(Text segment)
Nanoassemblies loaded with low-dose paclitaxel can enhance the response of lung cancer immunotherapy by activating dendritic cells.

Background: The immune tolerance of the tumor immune microenvironment (TIME) restricts the response to immune checkpoint inhibitors (ICIs). Targeted activation of dendritic cells (DCs) in the TIME seems to be a scheme for improving the therapeutic effect of ICIs treatment. The purpose of this study was to utilize nanotechnology to reprogram the immunosuppressive tumor immune microenvironment in situ, improving the response of ICIs to lung cancer.

Methods: In this study, a folic acid (FA)-modified nanoassembly (NA) loaded with low-dose paclitaxel (PTX) (FA-PTX NA), self-assembled by distearoylphosphatidylethanolamine-methoxy polyethylene glycol 2000-folic acid (DSPE-mPEG2000-FA) and PTX, was designed to reprogram the DC function of the TIME to sensitize cells to cancer immunotherapy. The characteristics of FA-PTX NAs were studied, and the cytotoxicity, cellular uptake, and DC stimulation of FA-PTX NAs were evaluated in vitro using a Lewis lung carcinoma (LLC) cell line and bone marrow-derived cells (BMDCs). Following this, the effect of the reprogrammed TIME and on the sensitization to immunotherapy in vivo were examined in a C57BL/6 mouse LLC subcutaneous xenograft model.

(Material supplied)
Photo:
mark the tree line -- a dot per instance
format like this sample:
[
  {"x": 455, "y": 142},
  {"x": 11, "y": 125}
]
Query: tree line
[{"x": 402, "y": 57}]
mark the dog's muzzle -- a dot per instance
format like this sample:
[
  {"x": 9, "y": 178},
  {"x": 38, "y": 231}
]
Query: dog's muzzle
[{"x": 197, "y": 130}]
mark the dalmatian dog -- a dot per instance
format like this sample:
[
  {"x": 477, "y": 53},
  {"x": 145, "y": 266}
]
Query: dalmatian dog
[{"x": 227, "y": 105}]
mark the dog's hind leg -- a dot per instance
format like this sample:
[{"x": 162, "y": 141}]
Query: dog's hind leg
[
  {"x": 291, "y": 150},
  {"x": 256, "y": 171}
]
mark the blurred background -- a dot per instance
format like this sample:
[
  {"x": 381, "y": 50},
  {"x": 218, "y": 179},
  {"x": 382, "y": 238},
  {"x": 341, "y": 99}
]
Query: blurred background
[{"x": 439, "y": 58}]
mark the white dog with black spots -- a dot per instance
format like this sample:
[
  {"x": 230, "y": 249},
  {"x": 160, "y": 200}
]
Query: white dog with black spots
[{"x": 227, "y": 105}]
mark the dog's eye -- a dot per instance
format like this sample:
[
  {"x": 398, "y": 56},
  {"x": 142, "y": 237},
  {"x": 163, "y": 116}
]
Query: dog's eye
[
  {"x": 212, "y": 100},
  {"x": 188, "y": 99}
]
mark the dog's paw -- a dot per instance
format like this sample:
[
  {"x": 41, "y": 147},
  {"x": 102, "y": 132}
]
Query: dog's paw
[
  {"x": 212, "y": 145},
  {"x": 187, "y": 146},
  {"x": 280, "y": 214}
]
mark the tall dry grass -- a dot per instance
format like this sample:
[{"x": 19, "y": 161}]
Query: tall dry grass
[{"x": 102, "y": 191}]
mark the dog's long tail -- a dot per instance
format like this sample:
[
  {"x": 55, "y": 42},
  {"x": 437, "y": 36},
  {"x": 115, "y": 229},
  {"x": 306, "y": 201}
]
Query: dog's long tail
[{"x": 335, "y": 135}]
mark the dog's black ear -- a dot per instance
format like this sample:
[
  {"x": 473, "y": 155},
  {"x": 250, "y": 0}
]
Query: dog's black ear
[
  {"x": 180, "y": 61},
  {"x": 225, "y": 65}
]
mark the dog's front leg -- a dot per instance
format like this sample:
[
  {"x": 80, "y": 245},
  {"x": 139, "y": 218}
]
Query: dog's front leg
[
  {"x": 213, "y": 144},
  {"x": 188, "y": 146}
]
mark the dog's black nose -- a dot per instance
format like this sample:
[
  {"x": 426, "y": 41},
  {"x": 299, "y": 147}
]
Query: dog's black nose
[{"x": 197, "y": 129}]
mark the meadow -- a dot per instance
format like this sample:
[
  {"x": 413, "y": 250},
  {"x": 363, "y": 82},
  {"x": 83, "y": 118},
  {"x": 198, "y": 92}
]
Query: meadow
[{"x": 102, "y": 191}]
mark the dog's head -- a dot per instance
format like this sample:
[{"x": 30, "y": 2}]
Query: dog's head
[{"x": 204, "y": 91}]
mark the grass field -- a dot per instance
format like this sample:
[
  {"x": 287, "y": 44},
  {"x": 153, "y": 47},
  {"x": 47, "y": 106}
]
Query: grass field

(Explore the material)
A – Return the passage of the paclitaxel nanoassembly abstract starting at "Background: The immune" and ending at "to lung cancer.", word for word.
B – Answer these questions using the paclitaxel nanoassembly abstract:
(i) According to the Background, what restricts the response to immune checkpoint inhibitors?
(ii) Which cell line was used for the in vitro evaluations?
(iii) In which mouse strain was the subcutaneous xenograft model established?

(Answers to each task)
A –
Background: The immune tolerance of the tumor immune microenvironment (TIME) restricts the response to immune checkpoint inhibitors (ICIs). Targeted activation of dendritic cells (DCs) in the TIME seems to be a scheme for improving the therapeutic effect of ICIs treatment. The purpose of this study was to utilize nanotechnology to reprogram the immunosuppressive tumor immune microenvironment in situ, improving the response of ICIs to lung cancer.

B –
(i) The immune tolerance of the tumor immune microenvironment (TIME).
(ii) The Lewis lung carcinoma (LLC) cell line.
(iii) C57BL/6 mice.